EXERCISE: Count the lines in the entries below that contain the string "molding", and reply with only that number.
╭─ AVAILABLE RECORDS
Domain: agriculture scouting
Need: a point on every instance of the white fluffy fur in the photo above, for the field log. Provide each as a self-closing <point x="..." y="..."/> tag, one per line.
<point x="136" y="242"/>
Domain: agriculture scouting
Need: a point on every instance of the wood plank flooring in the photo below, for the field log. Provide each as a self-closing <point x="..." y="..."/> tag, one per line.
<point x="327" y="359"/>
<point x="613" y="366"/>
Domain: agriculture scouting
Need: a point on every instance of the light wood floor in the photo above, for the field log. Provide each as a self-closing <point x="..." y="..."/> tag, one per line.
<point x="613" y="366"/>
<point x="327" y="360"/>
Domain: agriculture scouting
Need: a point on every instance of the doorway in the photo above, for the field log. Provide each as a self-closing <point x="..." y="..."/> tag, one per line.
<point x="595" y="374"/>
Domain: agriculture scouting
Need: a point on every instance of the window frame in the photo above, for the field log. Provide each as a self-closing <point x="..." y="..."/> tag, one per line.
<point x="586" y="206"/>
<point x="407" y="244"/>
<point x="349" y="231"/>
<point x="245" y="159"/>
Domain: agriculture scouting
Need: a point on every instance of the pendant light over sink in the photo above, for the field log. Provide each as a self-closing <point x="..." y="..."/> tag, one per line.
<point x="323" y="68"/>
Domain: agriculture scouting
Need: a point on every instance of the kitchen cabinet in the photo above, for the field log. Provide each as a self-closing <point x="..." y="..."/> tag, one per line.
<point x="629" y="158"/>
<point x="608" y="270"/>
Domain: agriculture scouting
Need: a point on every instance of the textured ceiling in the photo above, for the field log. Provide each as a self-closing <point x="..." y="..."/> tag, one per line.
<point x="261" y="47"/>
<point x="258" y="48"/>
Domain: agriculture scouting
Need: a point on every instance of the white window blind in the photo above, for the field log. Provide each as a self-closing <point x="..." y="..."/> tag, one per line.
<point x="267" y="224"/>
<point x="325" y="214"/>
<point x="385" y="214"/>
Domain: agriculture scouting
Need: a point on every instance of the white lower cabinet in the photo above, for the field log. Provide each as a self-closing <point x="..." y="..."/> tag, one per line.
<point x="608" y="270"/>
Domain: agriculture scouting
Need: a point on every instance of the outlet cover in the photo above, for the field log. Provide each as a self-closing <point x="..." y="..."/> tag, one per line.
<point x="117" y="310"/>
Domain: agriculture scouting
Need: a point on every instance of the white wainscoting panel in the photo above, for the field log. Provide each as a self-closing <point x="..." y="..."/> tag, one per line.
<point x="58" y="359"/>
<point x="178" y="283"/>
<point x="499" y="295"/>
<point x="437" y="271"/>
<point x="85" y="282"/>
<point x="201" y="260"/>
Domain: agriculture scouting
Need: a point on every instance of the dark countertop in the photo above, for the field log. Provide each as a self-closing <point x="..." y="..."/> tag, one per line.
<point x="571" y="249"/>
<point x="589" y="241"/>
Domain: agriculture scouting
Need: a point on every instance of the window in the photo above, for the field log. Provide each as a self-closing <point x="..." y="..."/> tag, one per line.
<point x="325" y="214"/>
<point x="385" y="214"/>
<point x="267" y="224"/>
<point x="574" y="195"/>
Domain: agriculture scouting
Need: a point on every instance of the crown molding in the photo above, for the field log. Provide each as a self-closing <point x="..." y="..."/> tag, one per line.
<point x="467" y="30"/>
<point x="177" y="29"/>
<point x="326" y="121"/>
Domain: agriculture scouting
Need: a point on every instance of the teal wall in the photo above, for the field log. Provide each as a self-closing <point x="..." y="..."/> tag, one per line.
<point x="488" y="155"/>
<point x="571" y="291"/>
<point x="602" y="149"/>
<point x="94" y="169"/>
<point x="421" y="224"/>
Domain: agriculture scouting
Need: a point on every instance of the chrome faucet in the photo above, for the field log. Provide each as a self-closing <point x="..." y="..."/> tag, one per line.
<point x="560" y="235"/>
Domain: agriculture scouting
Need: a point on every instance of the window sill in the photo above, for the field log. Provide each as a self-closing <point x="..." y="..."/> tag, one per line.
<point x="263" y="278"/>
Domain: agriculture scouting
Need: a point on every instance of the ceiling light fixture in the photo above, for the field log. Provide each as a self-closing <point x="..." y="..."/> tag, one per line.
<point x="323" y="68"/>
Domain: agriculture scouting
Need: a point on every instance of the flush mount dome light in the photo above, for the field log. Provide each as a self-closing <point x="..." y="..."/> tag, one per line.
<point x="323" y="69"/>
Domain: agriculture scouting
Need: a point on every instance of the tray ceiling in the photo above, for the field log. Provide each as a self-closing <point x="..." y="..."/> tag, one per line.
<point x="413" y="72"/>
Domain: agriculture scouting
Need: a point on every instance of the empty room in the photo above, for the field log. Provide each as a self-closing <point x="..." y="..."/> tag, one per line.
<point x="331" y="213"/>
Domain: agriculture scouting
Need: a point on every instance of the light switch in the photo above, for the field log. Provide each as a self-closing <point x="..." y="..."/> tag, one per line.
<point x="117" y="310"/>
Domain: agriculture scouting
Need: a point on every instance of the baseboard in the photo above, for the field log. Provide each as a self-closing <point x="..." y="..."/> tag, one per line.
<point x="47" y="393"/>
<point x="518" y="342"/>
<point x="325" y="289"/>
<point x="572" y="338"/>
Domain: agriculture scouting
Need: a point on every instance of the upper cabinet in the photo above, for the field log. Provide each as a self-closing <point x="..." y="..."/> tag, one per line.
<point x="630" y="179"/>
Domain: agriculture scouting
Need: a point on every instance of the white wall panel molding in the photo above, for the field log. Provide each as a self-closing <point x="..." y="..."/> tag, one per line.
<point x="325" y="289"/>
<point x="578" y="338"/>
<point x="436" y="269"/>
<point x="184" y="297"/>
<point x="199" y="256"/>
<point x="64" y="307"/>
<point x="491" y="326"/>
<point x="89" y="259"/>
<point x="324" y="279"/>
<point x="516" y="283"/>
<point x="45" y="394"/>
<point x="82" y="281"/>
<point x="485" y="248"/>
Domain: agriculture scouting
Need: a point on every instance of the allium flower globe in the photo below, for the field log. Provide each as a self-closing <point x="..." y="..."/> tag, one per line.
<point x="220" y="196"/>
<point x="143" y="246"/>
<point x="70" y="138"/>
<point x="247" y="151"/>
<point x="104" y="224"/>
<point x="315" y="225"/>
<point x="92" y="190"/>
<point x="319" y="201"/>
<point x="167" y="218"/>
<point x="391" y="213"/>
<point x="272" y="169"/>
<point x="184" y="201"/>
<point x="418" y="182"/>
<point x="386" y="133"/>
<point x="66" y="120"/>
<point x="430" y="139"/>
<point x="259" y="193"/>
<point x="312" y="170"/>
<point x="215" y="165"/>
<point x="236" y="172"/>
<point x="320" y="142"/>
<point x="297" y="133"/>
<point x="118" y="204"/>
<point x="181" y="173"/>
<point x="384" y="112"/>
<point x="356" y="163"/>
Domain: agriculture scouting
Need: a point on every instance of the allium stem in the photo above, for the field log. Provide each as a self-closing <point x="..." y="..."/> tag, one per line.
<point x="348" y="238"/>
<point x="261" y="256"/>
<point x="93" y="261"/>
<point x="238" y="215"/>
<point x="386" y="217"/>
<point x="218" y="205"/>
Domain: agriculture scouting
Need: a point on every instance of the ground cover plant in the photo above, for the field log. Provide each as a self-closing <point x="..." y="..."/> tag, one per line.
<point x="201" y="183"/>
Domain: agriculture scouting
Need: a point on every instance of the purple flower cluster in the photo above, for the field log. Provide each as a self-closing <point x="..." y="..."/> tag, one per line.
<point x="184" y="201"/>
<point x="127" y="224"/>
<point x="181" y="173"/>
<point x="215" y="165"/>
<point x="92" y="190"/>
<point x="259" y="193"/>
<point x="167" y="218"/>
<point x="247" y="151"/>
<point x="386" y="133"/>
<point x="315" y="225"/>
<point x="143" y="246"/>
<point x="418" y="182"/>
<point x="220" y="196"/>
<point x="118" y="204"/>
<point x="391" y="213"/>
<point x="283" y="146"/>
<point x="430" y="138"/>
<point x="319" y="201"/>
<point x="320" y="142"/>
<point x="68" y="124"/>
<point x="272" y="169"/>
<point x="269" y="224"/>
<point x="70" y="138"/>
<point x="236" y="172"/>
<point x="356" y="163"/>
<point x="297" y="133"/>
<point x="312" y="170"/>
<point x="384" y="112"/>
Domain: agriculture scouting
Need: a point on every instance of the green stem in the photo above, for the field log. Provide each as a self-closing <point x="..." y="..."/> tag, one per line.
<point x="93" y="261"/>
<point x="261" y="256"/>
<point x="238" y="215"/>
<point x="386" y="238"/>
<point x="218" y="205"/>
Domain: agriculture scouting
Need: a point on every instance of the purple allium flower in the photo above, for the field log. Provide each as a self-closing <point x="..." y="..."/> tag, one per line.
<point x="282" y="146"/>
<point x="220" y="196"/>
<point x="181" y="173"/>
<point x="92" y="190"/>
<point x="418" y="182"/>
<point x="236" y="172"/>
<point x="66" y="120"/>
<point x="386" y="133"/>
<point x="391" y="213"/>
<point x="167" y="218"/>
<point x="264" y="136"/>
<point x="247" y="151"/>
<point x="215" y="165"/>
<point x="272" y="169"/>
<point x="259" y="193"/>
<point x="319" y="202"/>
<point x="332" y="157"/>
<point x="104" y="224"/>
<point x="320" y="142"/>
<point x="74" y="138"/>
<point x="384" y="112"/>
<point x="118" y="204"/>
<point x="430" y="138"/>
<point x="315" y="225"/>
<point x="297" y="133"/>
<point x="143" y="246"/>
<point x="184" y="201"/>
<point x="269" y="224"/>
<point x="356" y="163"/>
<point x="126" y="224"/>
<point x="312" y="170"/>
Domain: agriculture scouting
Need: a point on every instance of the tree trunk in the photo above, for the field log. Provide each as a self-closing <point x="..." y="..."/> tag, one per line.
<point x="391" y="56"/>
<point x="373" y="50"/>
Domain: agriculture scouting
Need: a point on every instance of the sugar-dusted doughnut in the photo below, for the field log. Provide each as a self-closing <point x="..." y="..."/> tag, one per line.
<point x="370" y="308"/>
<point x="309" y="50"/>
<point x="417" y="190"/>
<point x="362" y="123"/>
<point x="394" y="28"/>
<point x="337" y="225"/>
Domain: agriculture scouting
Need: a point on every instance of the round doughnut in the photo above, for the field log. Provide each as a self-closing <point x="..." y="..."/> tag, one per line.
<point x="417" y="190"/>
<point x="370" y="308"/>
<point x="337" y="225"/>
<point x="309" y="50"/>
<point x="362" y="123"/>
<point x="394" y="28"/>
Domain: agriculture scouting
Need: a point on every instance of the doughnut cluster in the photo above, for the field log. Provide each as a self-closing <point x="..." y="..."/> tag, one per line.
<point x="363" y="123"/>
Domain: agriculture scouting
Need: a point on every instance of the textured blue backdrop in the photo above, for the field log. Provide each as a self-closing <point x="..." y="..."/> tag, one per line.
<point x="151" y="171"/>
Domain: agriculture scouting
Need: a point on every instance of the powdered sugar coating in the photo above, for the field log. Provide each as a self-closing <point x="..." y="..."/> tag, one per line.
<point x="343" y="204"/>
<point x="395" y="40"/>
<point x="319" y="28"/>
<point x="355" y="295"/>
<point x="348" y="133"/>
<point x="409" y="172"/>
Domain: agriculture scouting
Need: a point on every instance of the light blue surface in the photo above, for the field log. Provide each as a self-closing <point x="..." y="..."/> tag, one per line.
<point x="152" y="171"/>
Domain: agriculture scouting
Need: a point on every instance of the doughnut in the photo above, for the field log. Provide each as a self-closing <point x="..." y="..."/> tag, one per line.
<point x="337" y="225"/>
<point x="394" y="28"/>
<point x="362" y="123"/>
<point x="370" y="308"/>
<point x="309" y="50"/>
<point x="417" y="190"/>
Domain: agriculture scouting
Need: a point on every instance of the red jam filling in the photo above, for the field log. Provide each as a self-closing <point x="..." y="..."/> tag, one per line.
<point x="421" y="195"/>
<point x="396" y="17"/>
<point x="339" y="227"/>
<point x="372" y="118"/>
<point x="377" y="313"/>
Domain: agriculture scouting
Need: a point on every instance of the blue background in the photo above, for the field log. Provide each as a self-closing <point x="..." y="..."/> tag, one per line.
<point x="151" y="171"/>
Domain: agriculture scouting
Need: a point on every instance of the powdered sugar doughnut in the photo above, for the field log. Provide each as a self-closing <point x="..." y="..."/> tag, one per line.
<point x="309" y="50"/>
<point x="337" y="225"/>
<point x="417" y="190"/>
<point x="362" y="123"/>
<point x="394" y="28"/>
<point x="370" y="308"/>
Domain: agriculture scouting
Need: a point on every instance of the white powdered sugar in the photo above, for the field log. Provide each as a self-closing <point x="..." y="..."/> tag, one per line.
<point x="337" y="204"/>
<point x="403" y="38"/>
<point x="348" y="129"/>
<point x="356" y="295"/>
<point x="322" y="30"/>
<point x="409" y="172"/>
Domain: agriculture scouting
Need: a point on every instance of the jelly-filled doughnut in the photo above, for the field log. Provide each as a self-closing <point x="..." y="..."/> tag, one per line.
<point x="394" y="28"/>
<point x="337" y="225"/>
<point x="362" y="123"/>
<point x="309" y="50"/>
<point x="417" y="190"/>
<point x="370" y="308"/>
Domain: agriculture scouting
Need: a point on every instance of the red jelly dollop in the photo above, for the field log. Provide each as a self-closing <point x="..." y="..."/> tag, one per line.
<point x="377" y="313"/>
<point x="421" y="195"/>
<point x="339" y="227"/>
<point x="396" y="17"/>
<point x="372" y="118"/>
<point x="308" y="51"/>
╰─
THE COMPLETED TASK: 2